National HIV data
HIV is a ‘notifiable disease”, and information is gathered on every case diagnosed, including age, sex, geographic area, probable mode of transmission and Indigenous status. This information is collected to monitor trends in HIV cases and to enable responses where necessary.
National HIV, viral hepatitis and STI data, including for the Aboriginal and Torres Strait Islander population, are analysed by the Kirby Institute which produces annual surveillance reports. For the latest surveillance report on HIV and Aboriginal and Torres Strait Islander people see: Aboriginal Surveillance Report on HIV, viral hepatitis and STIs 2018.
Rising HIV rates among Aboriginal and Torres Strait Islander people have been observed in data analyses over the last few years and the new data show that this trend continues. In 2017 the rate of HIV diagnosis among Aboriginal and Torres Strait Islander people was 1.6 times the rate for Australian-born non-Indigenous people. There is a widening divergence in HIV rates between the Australian Indigenous population and the Australian-born non-Indigenous population: rates going up for the Aboriginal and Torres Strait Islander population but remaining stable for the non-Indigenous Australian-born population.

════════════════

#### [TASKS TO PERFORM]
a. What types of information does the text on national HIV data say are gathered on every diagnosed case?
b. Carry on the text on national HIV data from its last sentence.
The material that comes next has nothing to do with the text on national HIV data.

Saved entries
════════════════

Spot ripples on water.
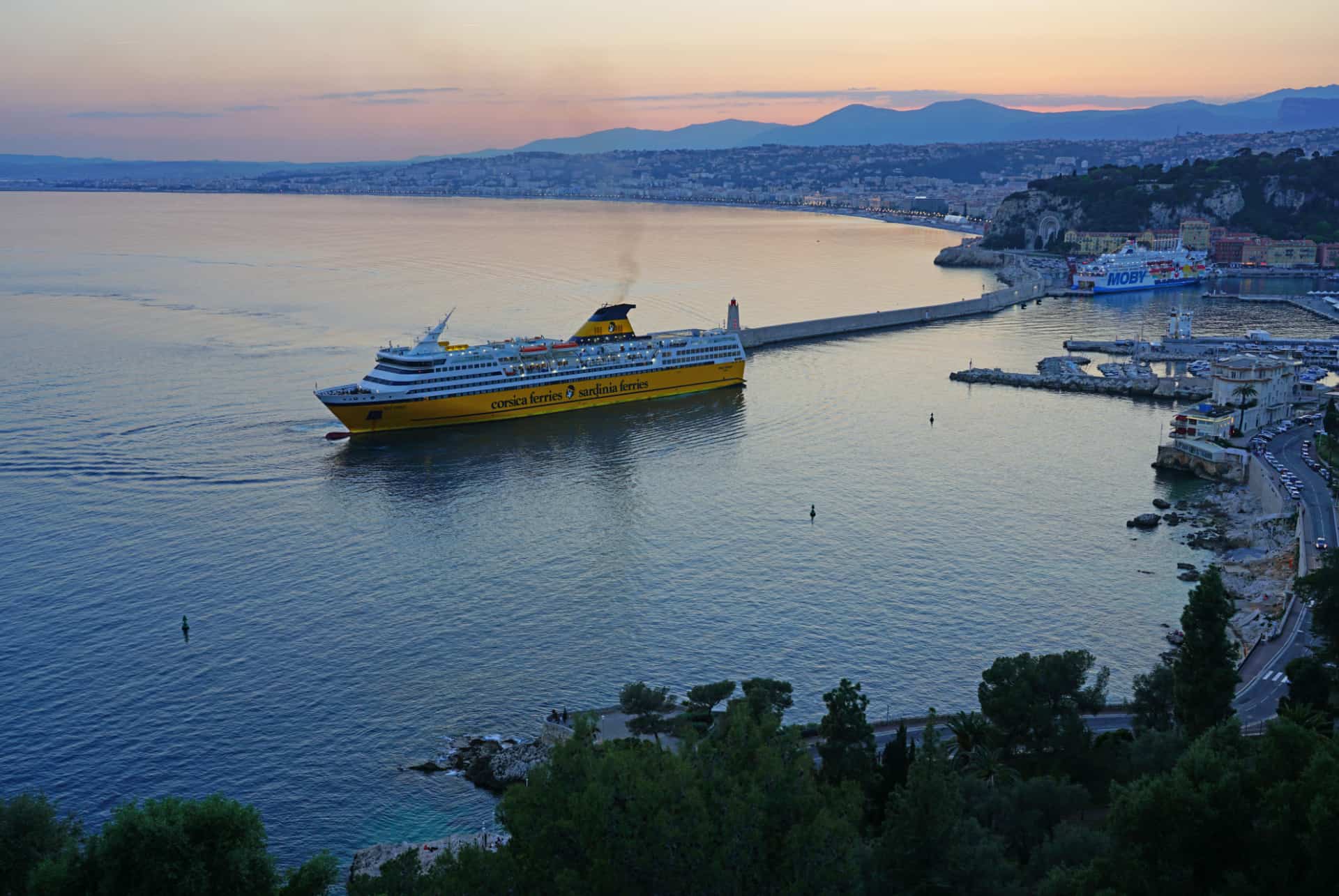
[0,195,1330,861]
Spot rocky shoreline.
[407,734,552,793]
[348,833,511,883]
[1126,483,1297,659]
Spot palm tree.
[1232,383,1260,432]
[948,713,991,764]
[967,743,1018,787]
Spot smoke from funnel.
[614,218,643,301]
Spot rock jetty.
[409,734,550,793]
[348,833,511,883]
[948,367,1209,402]
[935,240,1008,268]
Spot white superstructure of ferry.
[1074,243,1204,294]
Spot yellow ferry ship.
[315,298,745,434]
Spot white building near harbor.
[1209,355,1301,432]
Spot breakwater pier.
[948,358,1213,402]
[1226,292,1339,324]
[1063,335,1339,370]
[739,268,1050,348]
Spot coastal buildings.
[1169,402,1237,439]
[10,128,1339,229]
[1197,354,1300,432]
[1179,218,1213,252]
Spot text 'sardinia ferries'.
[1074,243,1204,292]
[316,300,745,434]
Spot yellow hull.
[326,360,745,434]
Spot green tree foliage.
[739,678,794,719]
[0,793,80,896]
[1066,720,1339,896]
[960,775,1089,877]
[879,722,916,793]
[683,681,735,713]
[946,713,995,764]
[619,682,675,746]
[1172,565,1237,738]
[396,701,862,896]
[1232,383,1260,431]
[1279,655,1335,726]
[868,722,916,830]
[976,651,1112,754]
[870,719,1018,896]
[24,794,338,896]
[1131,663,1176,731]
[619,682,675,715]
[818,678,875,785]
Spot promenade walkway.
[739,260,1051,348]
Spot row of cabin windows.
[377,360,716,402]
[363,370,498,391]
[363,360,651,395]
[377,360,497,374]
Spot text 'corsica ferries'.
[316,300,745,434]
[1074,243,1204,294]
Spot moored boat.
[315,304,745,435]
[1073,243,1204,294]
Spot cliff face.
[985,150,1339,248]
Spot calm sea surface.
[0,193,1335,863]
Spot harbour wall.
[1247,454,1288,515]
[739,273,1047,348]
[948,367,1211,402]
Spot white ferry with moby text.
[316,298,745,435]
[1073,243,1204,294]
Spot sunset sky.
[0,0,1339,160]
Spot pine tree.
[1172,566,1237,738]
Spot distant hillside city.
[8,127,1339,233]
[983,146,1339,268]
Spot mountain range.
[503,84,1339,154]
[10,84,1339,181]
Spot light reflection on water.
[0,195,1329,861]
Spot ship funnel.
[572,303,636,342]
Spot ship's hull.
[1093,278,1201,294]
[323,360,745,434]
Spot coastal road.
[1265,423,1339,556]
[1232,600,1312,727]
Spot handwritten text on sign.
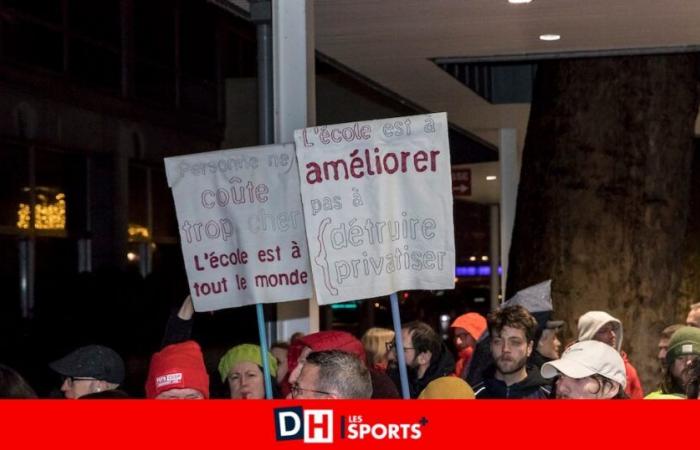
[165,144,311,311]
[294,113,455,304]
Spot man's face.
[387,328,418,368]
[291,364,335,400]
[452,327,476,352]
[593,322,617,349]
[156,388,204,400]
[270,347,288,383]
[289,347,312,384]
[491,325,532,375]
[671,355,700,388]
[537,329,561,359]
[227,361,265,400]
[61,377,100,398]
[656,338,669,367]
[557,374,619,399]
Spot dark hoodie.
[473,366,552,400]
[387,344,455,398]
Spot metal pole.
[250,0,275,399]
[498,128,520,296]
[389,292,411,400]
[250,0,275,145]
[255,303,272,400]
[489,205,500,311]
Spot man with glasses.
[387,321,455,398]
[49,345,124,398]
[290,350,372,399]
[644,327,700,399]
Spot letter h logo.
[273,406,333,444]
[304,409,333,444]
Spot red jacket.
[620,351,644,398]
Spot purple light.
[455,266,503,277]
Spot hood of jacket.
[578,311,623,352]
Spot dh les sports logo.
[274,406,428,444]
[274,406,333,444]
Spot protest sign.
[165,144,311,311]
[294,113,455,304]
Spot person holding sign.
[387,321,455,398]
[219,344,279,400]
[146,341,209,400]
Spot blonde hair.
[361,327,394,367]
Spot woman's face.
[557,374,619,399]
[537,329,561,359]
[228,361,265,400]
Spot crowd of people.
[0,281,700,399]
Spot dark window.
[2,19,63,72]
[0,144,29,229]
[2,0,63,25]
[151,170,178,240]
[129,165,150,241]
[134,0,175,68]
[68,38,121,91]
[68,0,120,48]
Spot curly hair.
[488,305,537,342]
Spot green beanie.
[219,344,277,382]
[666,327,700,365]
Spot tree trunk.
[507,51,699,391]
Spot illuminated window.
[17,188,66,230]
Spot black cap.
[49,345,124,384]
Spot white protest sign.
[294,113,455,304]
[165,144,311,311]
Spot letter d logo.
[273,406,304,441]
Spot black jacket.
[473,366,552,400]
[387,344,455,398]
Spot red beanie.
[450,313,488,341]
[146,341,209,398]
[287,331,367,373]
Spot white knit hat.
[540,341,627,389]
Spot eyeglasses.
[63,377,96,386]
[290,383,333,398]
[386,341,415,353]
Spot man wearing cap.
[645,327,700,399]
[578,311,644,398]
[466,280,553,386]
[290,350,372,399]
[146,341,209,400]
[473,305,551,399]
[49,345,124,398]
[450,313,486,379]
[685,303,700,328]
[541,341,627,400]
[387,320,455,398]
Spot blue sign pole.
[389,292,411,400]
[255,303,272,400]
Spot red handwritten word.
[194,248,248,271]
[306,147,440,184]
[302,122,372,147]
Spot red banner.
[0,400,700,450]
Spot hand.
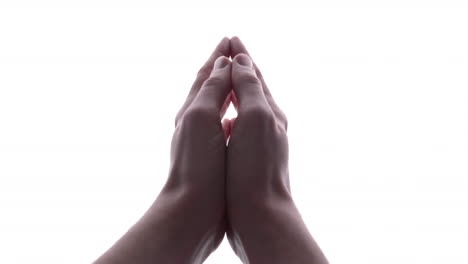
[226,38,327,264]
[95,38,231,264]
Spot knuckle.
[237,73,262,86]
[203,76,224,87]
[243,106,276,126]
[182,107,212,124]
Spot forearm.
[94,191,224,264]
[231,197,328,264]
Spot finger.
[222,118,232,141]
[232,53,271,115]
[230,37,286,125]
[176,37,230,124]
[187,56,231,116]
[231,91,239,111]
[219,91,232,117]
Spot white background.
[0,0,468,264]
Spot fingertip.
[232,53,253,69]
[230,36,249,57]
[216,37,231,57]
[213,56,231,70]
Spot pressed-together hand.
[95,37,327,264]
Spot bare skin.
[226,38,328,264]
[90,37,328,264]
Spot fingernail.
[213,56,229,69]
[236,54,253,68]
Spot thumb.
[232,53,269,113]
[191,56,231,114]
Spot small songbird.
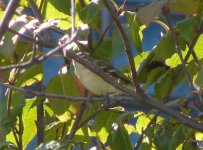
[72,53,132,95]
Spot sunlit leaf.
[194,34,203,59]
[170,0,200,15]
[42,0,82,30]
[0,100,11,141]
[46,75,79,122]
[92,40,112,62]
[144,67,166,90]
[95,111,120,143]
[169,125,192,150]
[154,121,174,150]
[108,124,133,150]
[177,16,200,42]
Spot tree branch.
[0,0,20,41]
[67,51,203,131]
[0,31,78,70]
[103,0,143,94]
[162,6,195,90]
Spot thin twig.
[77,101,120,129]
[67,51,203,131]
[103,0,143,95]
[0,82,133,102]
[8,28,53,48]
[0,0,20,41]
[0,31,78,70]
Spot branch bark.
[67,51,203,131]
[0,0,20,41]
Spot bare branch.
[0,0,20,41]
[0,31,78,70]
[162,6,195,90]
[67,51,203,131]
[103,0,143,94]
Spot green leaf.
[170,0,200,15]
[46,74,79,122]
[6,99,37,148]
[15,64,43,87]
[154,32,176,60]
[0,100,10,141]
[11,91,25,117]
[23,98,37,147]
[108,124,133,150]
[92,40,112,62]
[42,0,82,30]
[169,125,192,150]
[154,73,173,99]
[176,16,200,42]
[136,114,152,134]
[197,1,203,16]
[0,142,18,150]
[154,121,174,150]
[134,51,150,70]
[125,11,145,54]
[144,67,166,90]
[193,68,203,89]
[194,34,203,59]
[95,111,120,143]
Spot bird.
[59,36,133,96]
[72,52,132,95]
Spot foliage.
[0,0,203,150]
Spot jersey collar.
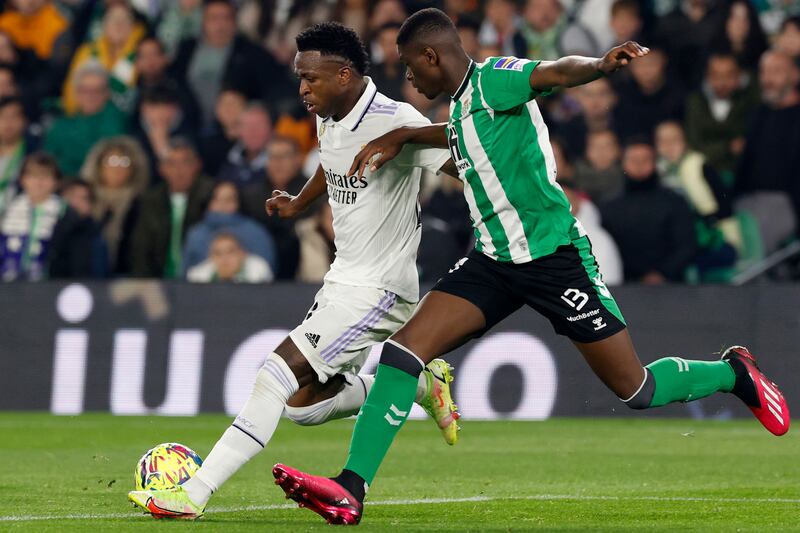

════════════════

#### [RESULTS OF THE EXERCISE]
a. Age, sex, geographic area, probable mode of transmission, and Indigenous status.

b.
In December 2018 SAHMRI produced a booklet to provide a snapshot of data trends and highlight issues associated with HIV prevention and treatment for people among Aboriginal and Torres Strait Islander communities: HIV and Aboriginal and Torres Strait Islander Communities in 2018.
Here’s A/Prof James Ward from SAHMRI discussing the implications of HIV data trends.
International HIV data
International data on HIV are analysed by the United Nations Program on AIDS (UNAIDS). UNAIDS reports can include information on HIV among Indigenous peoples in Australia and in other countries, such as Canada.